> _Directions_
For each entry, repeat the text exactly and omit any picture it holds.

..............................

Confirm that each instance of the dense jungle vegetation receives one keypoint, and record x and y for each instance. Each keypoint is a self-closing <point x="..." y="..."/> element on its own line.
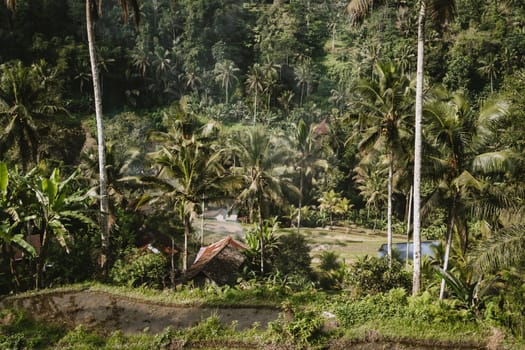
<point x="298" y="113"/>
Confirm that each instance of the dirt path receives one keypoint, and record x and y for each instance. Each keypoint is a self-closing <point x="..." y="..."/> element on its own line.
<point x="111" y="312"/>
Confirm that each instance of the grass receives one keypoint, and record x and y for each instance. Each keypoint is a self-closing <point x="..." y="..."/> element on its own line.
<point x="304" y="331"/>
<point x="348" y="242"/>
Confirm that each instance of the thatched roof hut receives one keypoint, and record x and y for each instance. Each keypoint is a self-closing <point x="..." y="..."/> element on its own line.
<point x="218" y="263"/>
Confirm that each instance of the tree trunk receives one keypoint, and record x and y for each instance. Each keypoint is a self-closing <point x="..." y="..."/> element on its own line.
<point x="172" y="272"/>
<point x="450" y="231"/>
<point x="408" y="222"/>
<point x="187" y="232"/>
<point x="389" y="206"/>
<point x="255" y="107"/>
<point x="416" y="280"/>
<point x="104" y="204"/>
<point x="300" y="200"/>
<point x="261" y="239"/>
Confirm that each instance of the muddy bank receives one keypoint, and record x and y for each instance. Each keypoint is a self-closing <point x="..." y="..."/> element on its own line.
<point x="115" y="312"/>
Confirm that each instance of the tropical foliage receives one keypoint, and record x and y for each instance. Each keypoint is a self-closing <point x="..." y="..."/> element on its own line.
<point x="405" y="116"/>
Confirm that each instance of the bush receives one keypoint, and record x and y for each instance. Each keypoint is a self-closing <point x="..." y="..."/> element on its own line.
<point x="293" y="256"/>
<point x="372" y="275"/>
<point x="140" y="269"/>
<point x="331" y="272"/>
<point x="306" y="328"/>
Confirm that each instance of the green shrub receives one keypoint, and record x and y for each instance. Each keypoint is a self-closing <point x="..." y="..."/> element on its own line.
<point x="293" y="256"/>
<point x="371" y="275"/>
<point x="304" y="329"/>
<point x="378" y="306"/>
<point x="140" y="269"/>
<point x="331" y="272"/>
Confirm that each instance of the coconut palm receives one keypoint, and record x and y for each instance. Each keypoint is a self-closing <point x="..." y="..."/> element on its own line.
<point x="254" y="83"/>
<point x="385" y="102"/>
<point x="440" y="11"/>
<point x="93" y="11"/>
<point x="304" y="76"/>
<point x="263" y="169"/>
<point x="309" y="157"/>
<point x="187" y="170"/>
<point x="225" y="74"/>
<point x="28" y="99"/>
<point x="460" y="137"/>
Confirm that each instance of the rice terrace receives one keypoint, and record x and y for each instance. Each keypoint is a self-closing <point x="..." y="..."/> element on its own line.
<point x="262" y="174"/>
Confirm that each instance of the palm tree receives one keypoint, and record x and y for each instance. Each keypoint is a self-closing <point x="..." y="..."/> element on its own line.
<point x="309" y="157"/>
<point x="225" y="74"/>
<point x="489" y="68"/>
<point x="262" y="165"/>
<point x="188" y="170"/>
<point x="460" y="138"/>
<point x="28" y="98"/>
<point x="503" y="250"/>
<point x="93" y="11"/>
<point x="254" y="82"/>
<point x="385" y="103"/>
<point x="332" y="203"/>
<point x="440" y="11"/>
<point x="304" y="76"/>
<point x="270" y="76"/>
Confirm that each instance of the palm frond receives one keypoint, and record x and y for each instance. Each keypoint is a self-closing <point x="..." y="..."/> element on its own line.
<point x="503" y="250"/>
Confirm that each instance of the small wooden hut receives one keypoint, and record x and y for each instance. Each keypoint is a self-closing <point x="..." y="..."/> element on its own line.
<point x="218" y="263"/>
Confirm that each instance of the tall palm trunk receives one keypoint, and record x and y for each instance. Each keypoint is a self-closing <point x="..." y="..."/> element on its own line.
<point x="187" y="232"/>
<point x="104" y="204"/>
<point x="261" y="238"/>
<point x="255" y="107"/>
<point x="450" y="231"/>
<point x="416" y="278"/>
<point x="300" y="200"/>
<point x="389" y="206"/>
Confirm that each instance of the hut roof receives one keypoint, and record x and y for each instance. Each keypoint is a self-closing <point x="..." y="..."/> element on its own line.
<point x="207" y="254"/>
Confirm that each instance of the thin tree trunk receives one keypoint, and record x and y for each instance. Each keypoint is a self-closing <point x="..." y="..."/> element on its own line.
<point x="255" y="107"/>
<point x="300" y="200"/>
<point x="104" y="204"/>
<point x="172" y="272"/>
<point x="261" y="240"/>
<point x="408" y="223"/>
<point x="416" y="278"/>
<point x="202" y="222"/>
<point x="447" y="254"/>
<point x="389" y="206"/>
<point x="187" y="231"/>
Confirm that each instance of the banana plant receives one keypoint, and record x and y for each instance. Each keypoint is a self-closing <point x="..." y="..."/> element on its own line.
<point x="57" y="210"/>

..............................

> _Exercise response_
Confirm that each instance of the dense jungle vegetation receives one keypoint, and record x and y for each instance. Each keypoint is a self-closing <point x="..." y="..."/> element on its own line.
<point x="298" y="113"/>
Confirm that each instance of the dirt path receives one keypoint, and record x and y for each instance. Each keypoint is a self-closing <point x="..." y="..."/> element on its own line.
<point x="111" y="312"/>
Confirm that each instance of the grass receives one keypoint, and record x and y for each instance. Each keypoint is a self-closing <point x="..." y="..."/> element on its own line.
<point x="304" y="331"/>
<point x="348" y="242"/>
Confirm that each instance of the thatched roof hut receives one keypoint, and record x and y for each instance. Each keypoint is a self-closing <point x="..." y="..."/> element on its own line.
<point x="218" y="263"/>
Confirm that each instance of the tree trunk receives one keypoint, and record x and y for each instance. Each keypoint is a self-closing <point x="..." y="..."/> element on its own line.
<point x="172" y="272"/>
<point x="450" y="231"/>
<point x="408" y="222"/>
<point x="187" y="232"/>
<point x="389" y="206"/>
<point x="255" y="107"/>
<point x="416" y="280"/>
<point x="104" y="204"/>
<point x="300" y="200"/>
<point x="261" y="239"/>
Confirm that each instance of the muddy bank receives one keypoint, and record x and y for each instance. Each keypoint is a self-closing <point x="..." y="..."/> element on its own line.
<point x="115" y="312"/>
Confirm that each instance of the tropical foliage receives one keypoint, and record x and y for each instance. Each keypoint is a self-closing <point x="..." y="..."/> element on its own line.
<point x="405" y="116"/>
Confirm that each instance of the bush receives one keypoint, and record x and y for each instance. Each keypoint is a self-closing <point x="..." y="..."/> element on its own line.
<point x="293" y="256"/>
<point x="372" y="275"/>
<point x="140" y="269"/>
<point x="331" y="272"/>
<point x="306" y="328"/>
Confirm that each instance of the green shrub receives one keypoint, and record x and y for each instance. Each keypoint is a self-closing <point x="..." y="..."/> element on its own line.
<point x="293" y="256"/>
<point x="371" y="275"/>
<point x="304" y="329"/>
<point x="378" y="306"/>
<point x="140" y="269"/>
<point x="331" y="272"/>
Confirm that each instance of the coconut palm receives one keypoint, and record x and y for each instance. Each keypoint is a self-closing <point x="..." y="..."/> element on its own line.
<point x="254" y="83"/>
<point x="385" y="102"/>
<point x="440" y="11"/>
<point x="93" y="11"/>
<point x="304" y="76"/>
<point x="263" y="169"/>
<point x="309" y="157"/>
<point x="187" y="170"/>
<point x="225" y="74"/>
<point x="28" y="99"/>
<point x="460" y="137"/>
Confirm that each instance of the rice terrace receives one keypoint, and record x and y for each instance. Each keypoint is a self-closing <point x="..." y="..."/> element on its own line.
<point x="262" y="174"/>
Confirm that each instance of the palm tree receives one keypoint, and record x and y for each instance. Each keypoint is a self-closing <point x="..." y="..."/> element on its own line.
<point x="309" y="157"/>
<point x="225" y="74"/>
<point x="489" y="68"/>
<point x="262" y="165"/>
<point x="188" y="170"/>
<point x="460" y="138"/>
<point x="28" y="98"/>
<point x="503" y="250"/>
<point x="93" y="11"/>
<point x="254" y="82"/>
<point x="385" y="103"/>
<point x="332" y="203"/>
<point x="440" y="11"/>
<point x="304" y="76"/>
<point x="270" y="76"/>
Confirm that each instance of the palm frond receives one keypoint, and record x and y for each instance. Each keypoint is a self-closing <point x="..." y="..."/> element on its own line.
<point x="503" y="250"/>
Confirm that each instance of the small wooden hut receives one keypoint, and record x and y for each instance. Each keypoint is a self-closing <point x="..." y="..."/> element on its own line.
<point x="218" y="263"/>
Confirm that each instance of the tall palm trunk receives one keypoint, and record x and y for each instance. Each keypoint is a self-closing <point x="..." y="..."/> element on its own line.
<point x="187" y="232"/>
<point x="104" y="204"/>
<point x="261" y="238"/>
<point x="255" y="107"/>
<point x="450" y="231"/>
<point x="416" y="278"/>
<point x="300" y="200"/>
<point x="389" y="206"/>
Confirm that each instance of the hut roof receives one keypoint, and record x and y for each instance. Each keypoint is a self-closing <point x="..." y="..."/> element on its own line.
<point x="207" y="254"/>
Confirm that each instance of the thin tree trunk receives one keypoint, and record x and y for each instance. Each keypoint is a self-closing <point x="..." y="..."/> element on its own line.
<point x="255" y="107"/>
<point x="300" y="200"/>
<point x="104" y="204"/>
<point x="172" y="272"/>
<point x="261" y="240"/>
<point x="408" y="223"/>
<point x="416" y="278"/>
<point x="202" y="222"/>
<point x="447" y="254"/>
<point x="389" y="206"/>
<point x="187" y="231"/>
Confirm that each instance of the banana plant receives one keypoint, and record x and y for each instance. Each keypoint is a self-closing <point x="..." y="..."/> element on its own line.
<point x="57" y="210"/>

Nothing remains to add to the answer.